Segment Open

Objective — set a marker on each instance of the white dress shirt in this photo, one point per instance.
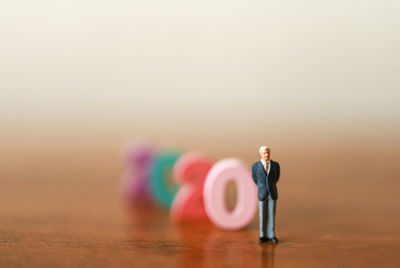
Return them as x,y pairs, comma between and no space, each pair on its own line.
265,164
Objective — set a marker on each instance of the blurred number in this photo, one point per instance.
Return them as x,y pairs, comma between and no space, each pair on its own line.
138,157
163,188
190,170
214,194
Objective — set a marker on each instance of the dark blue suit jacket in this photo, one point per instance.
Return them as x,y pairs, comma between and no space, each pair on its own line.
261,178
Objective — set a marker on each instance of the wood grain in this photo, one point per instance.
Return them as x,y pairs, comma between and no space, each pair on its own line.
335,209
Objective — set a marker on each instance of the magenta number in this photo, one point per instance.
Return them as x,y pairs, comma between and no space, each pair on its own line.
190,170
138,157
214,194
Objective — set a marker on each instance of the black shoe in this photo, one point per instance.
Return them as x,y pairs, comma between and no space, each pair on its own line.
273,240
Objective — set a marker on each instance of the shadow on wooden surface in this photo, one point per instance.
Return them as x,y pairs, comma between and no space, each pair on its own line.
338,211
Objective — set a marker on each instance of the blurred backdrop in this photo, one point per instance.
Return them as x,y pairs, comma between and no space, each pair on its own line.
318,81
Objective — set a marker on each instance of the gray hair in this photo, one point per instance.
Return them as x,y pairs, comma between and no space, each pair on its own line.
262,148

Segment Closed

— Work instructions —
Would you retype every record above exactly, leaving out the pictures?

— Solution to the exercise —
Objective — set a marker on each instance of the white dress shirt in this photo, one point per instance.
Return them as x,y pairs, comma between and no space, each pair on its own line.
265,164
Objective — set a marker on each instance of the blurred number in this photo, one point per instance.
Return them as x,y pairs, comma between and no space, each pair on its own line.
138,157
163,188
190,170
214,194
Objective — set a marker on each instance of the dark blue suit jacket in this photo, one point per instance.
Return them as x,y pairs, comma between and no space, each pair on its own line.
261,178
Objective — set a marker on each instance of the wood grain in this photo, one point per instance.
Return them as x,y pairs, comma between and no space, each pair on its own line.
335,209
Objective — set a marker on each instance of the magenta number in this photo, one point per instance.
Return them as x,y pairs, comma between and no space, each pair on its own line.
190,170
138,157
214,194
Objective — set a marker on each instance of the black shoe in this photo, one point per instance.
Return them as x,y pairs, comma between and no space, each pair on its own line.
273,240
Objective — set a marker on each instance of the shadow on wooden surface in this photo, one point per instance.
Return them as x,y pairs, comma between and no space, each pair on its own line.
338,211
Objective — set a marker on each instance of the blurred backdrop in this photo, one point per instance.
Return them as x,y pairs, comma between and no space, each pair on its own line.
318,81
Objective — set a marker on each instance of the gray hair in this photo, one point per instance.
Return them as x,y pairs, comma between and no space, each pair on its own line.
262,148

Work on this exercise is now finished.